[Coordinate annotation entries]
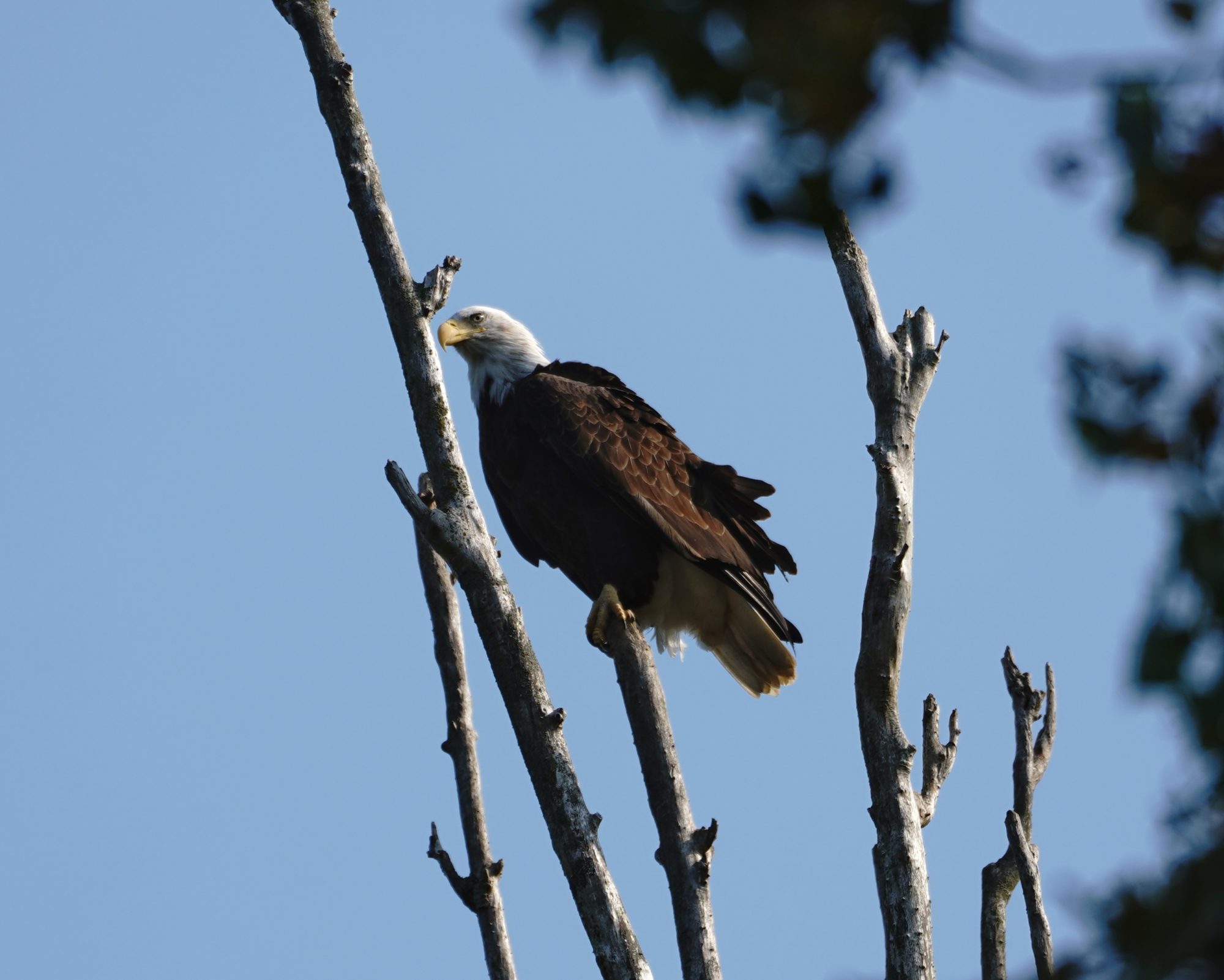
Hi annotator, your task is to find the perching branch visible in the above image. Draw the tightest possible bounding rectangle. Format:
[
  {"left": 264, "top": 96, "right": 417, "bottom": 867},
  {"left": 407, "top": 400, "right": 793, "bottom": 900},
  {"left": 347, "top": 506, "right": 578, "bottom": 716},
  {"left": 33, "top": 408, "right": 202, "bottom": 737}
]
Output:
[
  {"left": 982, "top": 647, "right": 1058, "bottom": 980},
  {"left": 825, "top": 214, "right": 956, "bottom": 980},
  {"left": 416, "top": 473, "right": 515, "bottom": 980},
  {"left": 273, "top": 0, "right": 650, "bottom": 980},
  {"left": 607, "top": 617, "right": 722, "bottom": 980}
]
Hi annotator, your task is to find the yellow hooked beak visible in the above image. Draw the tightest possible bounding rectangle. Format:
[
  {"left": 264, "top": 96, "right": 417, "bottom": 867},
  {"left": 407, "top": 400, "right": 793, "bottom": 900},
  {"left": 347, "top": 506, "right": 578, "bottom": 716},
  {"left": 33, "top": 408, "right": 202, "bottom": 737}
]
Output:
[{"left": 438, "top": 319, "right": 485, "bottom": 350}]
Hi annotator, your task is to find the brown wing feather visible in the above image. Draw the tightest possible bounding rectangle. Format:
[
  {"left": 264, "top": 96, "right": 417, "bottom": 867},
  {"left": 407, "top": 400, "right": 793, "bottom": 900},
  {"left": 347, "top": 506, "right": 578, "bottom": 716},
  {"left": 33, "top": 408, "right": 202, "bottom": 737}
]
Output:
[{"left": 514, "top": 361, "right": 800, "bottom": 642}]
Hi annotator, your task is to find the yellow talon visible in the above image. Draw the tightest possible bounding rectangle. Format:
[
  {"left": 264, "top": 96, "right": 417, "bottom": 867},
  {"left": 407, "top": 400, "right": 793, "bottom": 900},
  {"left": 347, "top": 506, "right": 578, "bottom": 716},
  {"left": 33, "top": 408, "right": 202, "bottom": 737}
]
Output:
[{"left": 586, "top": 582, "right": 633, "bottom": 650}]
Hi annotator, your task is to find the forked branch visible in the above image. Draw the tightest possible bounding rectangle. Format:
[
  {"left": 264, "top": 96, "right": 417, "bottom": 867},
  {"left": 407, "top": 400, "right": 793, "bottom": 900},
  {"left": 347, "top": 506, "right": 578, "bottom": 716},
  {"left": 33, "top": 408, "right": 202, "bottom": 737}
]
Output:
[
  {"left": 607, "top": 617, "right": 722, "bottom": 980},
  {"left": 273, "top": 0, "right": 650, "bottom": 980},
  {"left": 982, "top": 647, "right": 1058, "bottom": 980},
  {"left": 825, "top": 208, "right": 957, "bottom": 980},
  {"left": 918, "top": 694, "right": 961, "bottom": 827},
  {"left": 416, "top": 473, "right": 515, "bottom": 980}
]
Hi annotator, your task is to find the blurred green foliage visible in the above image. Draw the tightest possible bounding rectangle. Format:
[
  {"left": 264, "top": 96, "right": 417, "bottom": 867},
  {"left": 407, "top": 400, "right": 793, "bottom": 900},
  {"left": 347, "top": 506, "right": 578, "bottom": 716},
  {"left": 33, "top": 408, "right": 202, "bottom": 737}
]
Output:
[
  {"left": 1065, "top": 330, "right": 1224, "bottom": 980},
  {"left": 529, "top": 0, "right": 1224, "bottom": 273},
  {"left": 529, "top": 0, "right": 1224, "bottom": 980}
]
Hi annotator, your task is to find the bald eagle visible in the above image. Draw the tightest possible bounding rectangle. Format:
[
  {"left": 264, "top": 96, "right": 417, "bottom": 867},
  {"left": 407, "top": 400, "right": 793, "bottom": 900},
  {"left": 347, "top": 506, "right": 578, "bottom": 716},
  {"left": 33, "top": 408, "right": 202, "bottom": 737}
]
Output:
[{"left": 438, "top": 306, "right": 803, "bottom": 696}]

Requirement:
Reproduce the material word for word, minus the images.

Correct response:
Hi annotator, your task is to find the perching branch visible in the above image. Draw the tightest possible bounding rectangle. Format:
[
  {"left": 264, "top": 96, "right": 417, "bottom": 867},
  {"left": 407, "top": 400, "right": 793, "bottom": 900},
  {"left": 347, "top": 506, "right": 578, "bottom": 716},
  {"left": 33, "top": 408, "right": 202, "bottom": 737}
]
Output:
[
  {"left": 982, "top": 647, "right": 1058, "bottom": 980},
  {"left": 825, "top": 214, "right": 956, "bottom": 980},
  {"left": 416, "top": 473, "right": 515, "bottom": 980},
  {"left": 273, "top": 0, "right": 650, "bottom": 980},
  {"left": 607, "top": 617, "right": 722, "bottom": 980}
]
Hi annotator, your task is to find the yellow hooked beak visible in the above image. Draw the tightest possible bounding rectangle. Format:
[
  {"left": 264, "top": 96, "right": 417, "bottom": 867},
  {"left": 407, "top": 400, "right": 793, "bottom": 900},
  {"left": 347, "top": 506, "right": 578, "bottom": 716},
  {"left": 33, "top": 408, "right": 202, "bottom": 737}
]
Output:
[{"left": 438, "top": 319, "right": 485, "bottom": 350}]
Hi annotator, your task is to find the brown wing feather visible in the above image. Draw the tightest possible bounding rectangle. Format:
[
  {"left": 264, "top": 96, "right": 417, "bottom": 867},
  {"left": 407, "top": 400, "right": 793, "bottom": 900},
  {"left": 347, "top": 506, "right": 578, "bottom": 716},
  {"left": 33, "top": 408, "right": 202, "bottom": 737}
]
Output:
[{"left": 514, "top": 361, "right": 800, "bottom": 642}]
Hi annotator, your task is to find the yellow talon visible in the above image. Draw the tightest possible bounding rectangle. Format:
[
  {"left": 264, "top": 96, "right": 417, "bottom": 867},
  {"left": 407, "top": 400, "right": 793, "bottom": 900},
  {"left": 347, "top": 506, "right": 578, "bottom": 716},
  {"left": 33, "top": 408, "right": 202, "bottom": 737}
]
Output:
[{"left": 586, "top": 582, "right": 633, "bottom": 650}]
Hi annotator, your task is to find the forked branch visible in the above image. Draw the tightest possible bounding rectangle. Format:
[
  {"left": 264, "top": 96, "right": 417, "bottom": 867},
  {"left": 407, "top": 400, "right": 793, "bottom": 900},
  {"left": 347, "top": 506, "right": 578, "bottom": 716},
  {"left": 33, "top": 408, "right": 202, "bottom": 737}
]
Output:
[
  {"left": 607, "top": 617, "right": 722, "bottom": 980},
  {"left": 273, "top": 0, "right": 650, "bottom": 980},
  {"left": 982, "top": 647, "right": 1058, "bottom": 980},
  {"left": 825, "top": 208, "right": 957, "bottom": 980},
  {"left": 918, "top": 694, "right": 961, "bottom": 827},
  {"left": 416, "top": 473, "right": 515, "bottom": 980}
]
Hi annotator, your task is to find the blurred green foliage visible in the above image. Draw the tightest possible bounding rectangle. Format:
[
  {"left": 264, "top": 96, "right": 417, "bottom": 867},
  {"left": 407, "top": 400, "right": 793, "bottom": 900},
  {"left": 347, "top": 506, "right": 578, "bottom": 716},
  {"left": 33, "top": 408, "right": 202, "bottom": 737}
]
Output:
[
  {"left": 1065, "top": 330, "right": 1224, "bottom": 980},
  {"left": 529, "top": 0, "right": 1224, "bottom": 273},
  {"left": 529, "top": 0, "right": 1224, "bottom": 980}
]
Hi annotator, your task is to find the bald eagle visible in the above image. Draw the tightest possible bounding rectangle. Format:
[
  {"left": 264, "top": 96, "right": 417, "bottom": 867},
  {"left": 407, "top": 400, "right": 793, "bottom": 900},
  {"left": 347, "top": 506, "right": 578, "bottom": 716},
  {"left": 33, "top": 408, "right": 202, "bottom": 737}
]
Output:
[{"left": 438, "top": 306, "right": 803, "bottom": 696}]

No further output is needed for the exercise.